Request: The records below must be transcribed exactly. Do not include the pictures.

Saved data entries:
● ● ● ● ●
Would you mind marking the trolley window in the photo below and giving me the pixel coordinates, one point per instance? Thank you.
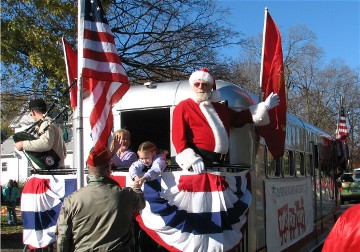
(299, 164)
(308, 162)
(287, 167)
(272, 166)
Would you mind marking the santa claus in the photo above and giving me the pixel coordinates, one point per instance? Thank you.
(201, 125)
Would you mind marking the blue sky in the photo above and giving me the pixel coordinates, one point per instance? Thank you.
(335, 23)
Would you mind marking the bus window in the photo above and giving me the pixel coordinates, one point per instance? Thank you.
(273, 168)
(299, 164)
(286, 165)
(308, 162)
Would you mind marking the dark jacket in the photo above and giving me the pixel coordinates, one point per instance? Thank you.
(98, 217)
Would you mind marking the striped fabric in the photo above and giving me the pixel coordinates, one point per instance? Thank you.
(195, 212)
(41, 200)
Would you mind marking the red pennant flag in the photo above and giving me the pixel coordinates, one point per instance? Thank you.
(273, 81)
(71, 70)
(341, 129)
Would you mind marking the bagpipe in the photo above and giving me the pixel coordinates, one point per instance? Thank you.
(47, 159)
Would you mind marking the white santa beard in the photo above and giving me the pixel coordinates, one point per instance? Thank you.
(200, 97)
(217, 126)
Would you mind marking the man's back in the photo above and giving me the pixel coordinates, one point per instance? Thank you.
(98, 217)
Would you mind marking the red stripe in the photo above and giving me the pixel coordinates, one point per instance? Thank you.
(119, 94)
(99, 106)
(36, 186)
(98, 36)
(120, 179)
(202, 183)
(154, 235)
(116, 77)
(101, 56)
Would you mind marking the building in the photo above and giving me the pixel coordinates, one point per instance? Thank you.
(15, 165)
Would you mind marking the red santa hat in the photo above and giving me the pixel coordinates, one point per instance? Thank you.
(99, 157)
(204, 75)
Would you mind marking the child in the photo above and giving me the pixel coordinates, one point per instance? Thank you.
(11, 194)
(150, 163)
(121, 155)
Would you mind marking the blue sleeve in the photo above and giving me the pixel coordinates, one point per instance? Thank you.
(157, 167)
(135, 169)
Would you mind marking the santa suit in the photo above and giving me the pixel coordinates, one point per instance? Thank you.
(206, 125)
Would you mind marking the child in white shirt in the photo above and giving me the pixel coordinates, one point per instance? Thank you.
(150, 163)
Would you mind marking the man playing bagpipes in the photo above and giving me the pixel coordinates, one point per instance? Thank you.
(44, 146)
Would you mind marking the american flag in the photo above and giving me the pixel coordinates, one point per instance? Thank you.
(341, 130)
(103, 74)
(41, 200)
(70, 57)
(194, 212)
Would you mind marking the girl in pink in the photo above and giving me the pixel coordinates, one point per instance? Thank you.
(121, 155)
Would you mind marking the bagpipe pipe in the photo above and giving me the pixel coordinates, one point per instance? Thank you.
(47, 159)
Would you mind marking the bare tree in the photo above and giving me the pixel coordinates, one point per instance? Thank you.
(313, 88)
(157, 40)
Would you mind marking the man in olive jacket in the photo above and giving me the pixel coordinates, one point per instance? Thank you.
(98, 217)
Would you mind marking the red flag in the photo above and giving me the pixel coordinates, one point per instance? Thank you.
(273, 81)
(71, 70)
(102, 72)
(341, 129)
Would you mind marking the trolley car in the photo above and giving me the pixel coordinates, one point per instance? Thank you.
(293, 200)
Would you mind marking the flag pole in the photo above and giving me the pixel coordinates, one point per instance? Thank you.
(79, 157)
(262, 53)
(337, 134)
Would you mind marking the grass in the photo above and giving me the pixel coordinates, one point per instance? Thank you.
(11, 236)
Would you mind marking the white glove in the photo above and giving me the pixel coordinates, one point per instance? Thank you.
(198, 166)
(272, 101)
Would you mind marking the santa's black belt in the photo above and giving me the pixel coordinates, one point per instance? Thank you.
(211, 156)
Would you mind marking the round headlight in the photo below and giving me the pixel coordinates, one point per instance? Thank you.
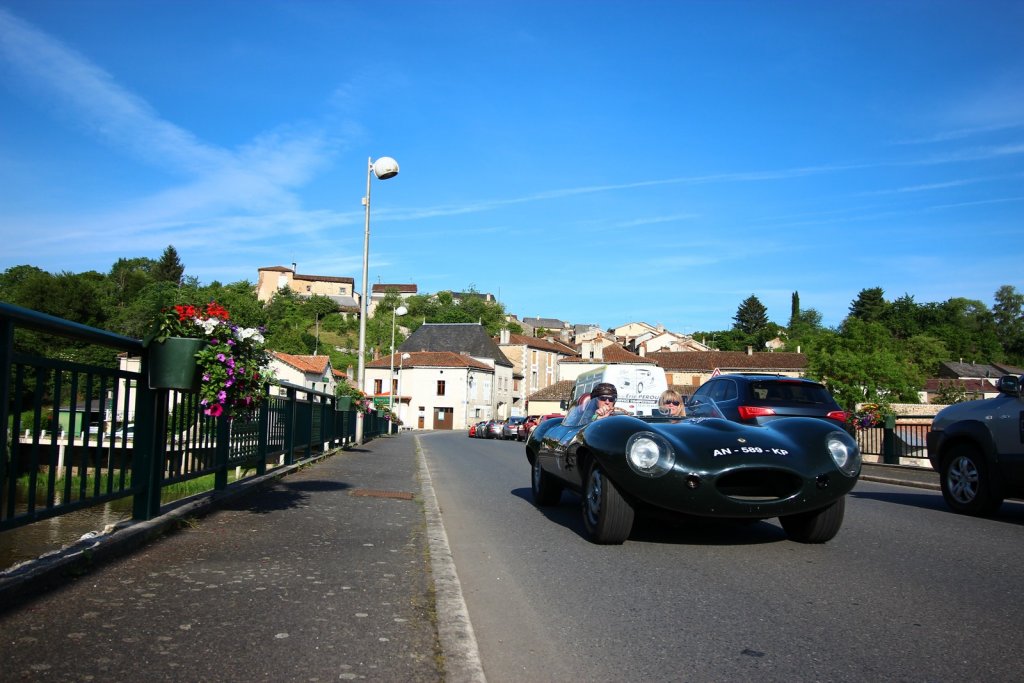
(649, 455)
(845, 453)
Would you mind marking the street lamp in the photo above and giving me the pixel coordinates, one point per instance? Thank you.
(401, 364)
(390, 375)
(383, 168)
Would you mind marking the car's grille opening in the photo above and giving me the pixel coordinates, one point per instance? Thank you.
(758, 484)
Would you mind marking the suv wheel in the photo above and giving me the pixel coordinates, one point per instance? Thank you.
(967, 483)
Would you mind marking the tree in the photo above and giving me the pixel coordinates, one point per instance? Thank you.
(869, 305)
(803, 329)
(1009, 317)
(950, 392)
(470, 306)
(862, 363)
(752, 316)
(169, 268)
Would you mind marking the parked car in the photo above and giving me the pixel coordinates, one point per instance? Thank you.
(522, 431)
(799, 470)
(511, 427)
(494, 429)
(976, 449)
(757, 399)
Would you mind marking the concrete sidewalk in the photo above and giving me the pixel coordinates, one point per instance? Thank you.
(322, 574)
(334, 570)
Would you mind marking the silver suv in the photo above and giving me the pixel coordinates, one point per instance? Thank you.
(978, 450)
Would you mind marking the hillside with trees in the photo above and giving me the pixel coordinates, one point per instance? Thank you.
(127, 298)
(883, 350)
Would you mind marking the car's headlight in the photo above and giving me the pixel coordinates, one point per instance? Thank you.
(649, 455)
(845, 453)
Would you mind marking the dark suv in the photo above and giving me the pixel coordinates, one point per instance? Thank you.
(755, 399)
(978, 449)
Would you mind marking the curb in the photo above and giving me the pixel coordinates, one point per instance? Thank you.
(462, 656)
(33, 577)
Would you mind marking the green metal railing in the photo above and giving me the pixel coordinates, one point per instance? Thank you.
(898, 437)
(67, 441)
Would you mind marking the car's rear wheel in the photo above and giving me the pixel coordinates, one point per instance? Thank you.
(606, 515)
(817, 525)
(967, 483)
(547, 489)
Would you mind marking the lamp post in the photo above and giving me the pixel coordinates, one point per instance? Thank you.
(383, 168)
(390, 375)
(401, 364)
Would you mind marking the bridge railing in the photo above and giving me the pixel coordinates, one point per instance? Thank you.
(79, 434)
(901, 440)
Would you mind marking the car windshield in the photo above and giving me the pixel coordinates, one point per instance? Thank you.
(704, 407)
(775, 391)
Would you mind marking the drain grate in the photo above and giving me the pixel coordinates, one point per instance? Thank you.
(371, 493)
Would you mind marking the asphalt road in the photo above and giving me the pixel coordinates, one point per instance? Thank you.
(906, 592)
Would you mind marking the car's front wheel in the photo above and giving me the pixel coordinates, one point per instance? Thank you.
(547, 489)
(967, 484)
(817, 525)
(606, 515)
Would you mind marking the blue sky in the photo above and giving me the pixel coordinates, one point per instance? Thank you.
(599, 162)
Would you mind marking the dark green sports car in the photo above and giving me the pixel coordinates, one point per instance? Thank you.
(797, 469)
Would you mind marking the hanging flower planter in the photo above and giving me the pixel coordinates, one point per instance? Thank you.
(173, 364)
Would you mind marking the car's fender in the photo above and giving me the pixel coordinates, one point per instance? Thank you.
(973, 431)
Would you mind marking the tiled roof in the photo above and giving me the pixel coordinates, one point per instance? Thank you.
(546, 323)
(613, 353)
(431, 359)
(457, 337)
(561, 390)
(543, 344)
(407, 289)
(325, 279)
(728, 360)
(976, 370)
(971, 386)
(305, 364)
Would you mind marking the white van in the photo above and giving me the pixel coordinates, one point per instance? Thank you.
(639, 387)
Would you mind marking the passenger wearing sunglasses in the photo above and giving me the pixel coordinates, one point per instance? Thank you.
(605, 395)
(671, 404)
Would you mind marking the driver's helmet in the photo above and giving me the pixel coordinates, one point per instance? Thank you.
(604, 389)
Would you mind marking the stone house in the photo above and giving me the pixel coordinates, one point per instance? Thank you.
● ● ● ● ●
Result of this exercise:
Would you mind marking the trolley window in the photo below and giving me the pixel coordinates, one point per instance? Thank you.
(299, 164)
(308, 162)
(287, 167)
(272, 166)
Would you mind marking the santa claus in the photo above and giving me the pixel coordinates, one point per instance? Thank you.
(201, 125)
Would you mind marking the blue sky in the photo above and giving me the pixel coordinates, one point per instance? Thank you.
(335, 23)
Would you mind marking the bus window in the photo above and giving me the pixel coordinates, one point per instance? Thank you.
(273, 168)
(299, 164)
(286, 165)
(308, 162)
Would you mind marking the dark jacket in the photo above and giving me the pixel coordinates, one point per instance? Thank you.
(98, 217)
Would you mind marking the striped fabric in the photo above and giving me the pixel coordinates, one point per instance? Thank you.
(195, 212)
(41, 200)
Would you mind marking the red pennant flag in the photo above and giving me the pixel coordinates, one point per instance? Thank you.
(273, 81)
(71, 70)
(341, 129)
Would you mind marking the bagpipe in the photo above and giving me the pixel coordinates, one point per instance? Thank you.
(47, 159)
Would you mind marking the white santa beard in the photo above and giving me the pixel coordinates, one point per instance? Thank you.
(200, 97)
(217, 126)
Would you mind marking the man's back in the photo above and giving me the pixel coordinates, one point per instance? Thank you.
(98, 217)
Would you mind marking the red stripe in the photo above and giving me the pixel coordinates, one point per instance? Thank you.
(119, 94)
(99, 106)
(36, 186)
(98, 36)
(120, 179)
(202, 183)
(154, 235)
(116, 77)
(101, 56)
Would you mind marking the building in the photo above and giving me the pixel coordinates, one point per instance? Thank you.
(15, 165)
Would you mind marking the red santa hat in the photo above and giving me the pixel coordinates, one point per instance? Thank you.
(99, 157)
(204, 75)
Would you mind marking the child in the photo above and giving me the pixel coordinates, one point per instance? Thank you.
(11, 194)
(150, 163)
(121, 155)
Would you mind marking the blue sleeve in the photo above and giving me the pixel coordinates, one point per instance? Thank you.
(157, 167)
(135, 169)
Would you mind marking the santa suit in the photo above and giving me the pixel coordinates, one point per instance? Thank you.
(206, 125)
Would you mind marking the child in white shirt in the photo above and giving me the pixel coordinates, one point per instance? Thank you.
(150, 163)
Would you mind marking the man playing bagpipes in the photo above and giving me the pixel coordinates, one point per instance? Thank you.
(44, 146)
Would you mind marking the american flag in the photo above and giving me the pixel coordinates, one point per instance? Thank you.
(341, 130)
(103, 74)
(41, 200)
(70, 57)
(194, 212)
Would you mind marking the girl in pink in the photo above and giving me the pixel coordinates, one point per instance? Thank you.
(121, 155)
Would you mind marking the bagpipe pipe in the photo above and giving me the pixel coordinates, one point per instance? Thank you.
(47, 159)
Would you mind marking the bare tree in the photo above and giving me the pixel coordinates, one point per instance? Thank you.
(313, 88)
(157, 40)
Would you mind marking the man in olive jacket in the photo above and giving me the pixel coordinates, one point per instance? Thank you.
(98, 217)
Would you mind marking the red flag in the photo above and giving me the pixel coordinates, one point per instance? Thank you.
(273, 81)
(71, 70)
(102, 72)
(341, 129)
Would you mind marking the trolley car in the photo above and giving me the pixel coordinates, one point per instance? Thank you.
(293, 200)
Would you mind marking the flag pole in the photo above and giving me the pixel coordinates, one point per instance? Thank you.
(79, 157)
(262, 53)
(337, 134)
Would you mind marking the grass in the photo above and giving me the pixel coordinates, one point per instance? Thank you.
(11, 236)
Would you mind marking the white glove in the photo above and giving me the pixel coordinates, one point per instance? Thank you.
(198, 166)
(272, 101)
Would you mind marking the santa's black belt in the photo above and giving me the pixel coordinates, one point per instance? Thank you.
(211, 156)
Would you mind marking the round headlight in the photo below and giving me the pixel coordinates, one point per instance? Thank you.
(649, 455)
(845, 453)
Would you mind marking the street lamp in the photo above and giving me the pixel coordinates, one point per instance? Thank you.
(401, 364)
(390, 375)
(383, 168)
Would you mind marking the car's grille opening in the photo above and giving me the pixel coordinates, one point per instance? Thank you.
(758, 484)
Would you mind marking the suv wheel in the photo above and giving me the pixel coordinates, one point per instance? Thank you.
(967, 483)
Would you mind marking the tree in the photo above and giving me the pixel coordinates, one point per instance? Thank you.
(869, 305)
(803, 329)
(1009, 317)
(950, 392)
(470, 306)
(862, 363)
(752, 316)
(169, 268)
Would you mind marking the parked car in the photo above and giving me the pixel coordinates, one point per instance? Thank you.
(522, 431)
(799, 470)
(511, 427)
(494, 429)
(976, 449)
(757, 399)
Would you mind marking the concrete sidewalk in the photo above and giving me the pixel coordinates, one point per instance? Thank you.
(322, 574)
(334, 570)
Would you mind marking the silver suv in the photo above and giving me the pixel coordinates, one point per instance? Thank you.
(978, 450)
Would you mind marking the hillside with trees in the photo above and giving me the pixel coordinates, one point per instance? Thank you.
(127, 298)
(883, 350)
Would you mind marking the car's headlight in the photo above and giving me the pixel coordinates, one point per instance? Thank you.
(649, 455)
(845, 453)
Would you mind marking the dark suv in the photo above and giving me the pixel coordinates, one point per instance? Thank you.
(755, 399)
(978, 449)
Would you mind marking the curb in the photo above and giving me the pixel coordinates, one point per instance? Thank you.
(462, 656)
(33, 577)
Would you mind marking the green metal railing in the photo above and giving me the pixel coordinates, one point per instance? Thank you.
(898, 437)
(67, 441)
Would you mind marking the car's rear wheel in the photo above and giving me the pixel coordinates, one point per instance? Thank you.
(606, 515)
(817, 525)
(967, 483)
(547, 489)
Would you mind marking the lamp post in the photo above and giving me the pixel coordinates, one point per instance? Thank you.
(383, 168)
(390, 375)
(401, 364)
Would you mind marking the bridge railing in the photo above and giving me the pixel coordinates, one point per instance? Thank you.
(79, 434)
(901, 440)
Would you mind marking the car windshield in the photo above and giving me the pixel coordinates, one point per instance? Thank you.
(704, 407)
(775, 391)
Would you mind marking the drain grate in the photo above and giving me the pixel coordinates, one point per instance? Thank you.
(371, 493)
Would you mind marking the asphalt road in the photo above and giving me the pixel coordinates, one point per instance? Thank you.
(906, 592)
Would you mind marking the car's front wheel in the photo above and giving me the pixel coordinates, one point per instance? Thank you.
(547, 489)
(967, 484)
(817, 525)
(606, 515)
Would you mind marking the blue sky in the photo above and giving me the pixel coordinates, one point per instance? Thank you.
(599, 162)
Would you mind marking the dark green sports car in the photo above and giving me the pixel coordinates, one point per instance? Thank you.
(797, 469)
Would you mind marking the hanging flower planter in the photo above and giving me the pixel coordinates, one point per instance? Thank you.
(173, 364)
Would you mind marking the car's fender in the photo above and giving me the pixel coordinates, one point per instance? Thank you.
(973, 431)
Would you mind marking the tiled roof in the photo above and giving me the pixel coordinates, one point per instance? Thank you.
(546, 323)
(613, 353)
(431, 359)
(457, 337)
(561, 390)
(543, 344)
(407, 289)
(325, 279)
(728, 360)
(976, 370)
(971, 386)
(305, 364)
Would you mind marking the white van in the photo above and giving me the pixel coordinates, one point per instance? Thank you.
(639, 387)
Would you mind marking the passenger wearing sunglasses in the photo above and giving me the pixel coordinates, one point per instance? Thank you.
(605, 395)
(671, 404)
Would you mind marking the driver's helmet in the photo above and giving me the pixel coordinates, one point per instance? Thank you.
(604, 389)
Would you mind marking the stone house in the photo above and giving me the pixel coordinates, one point per instance? Thank you.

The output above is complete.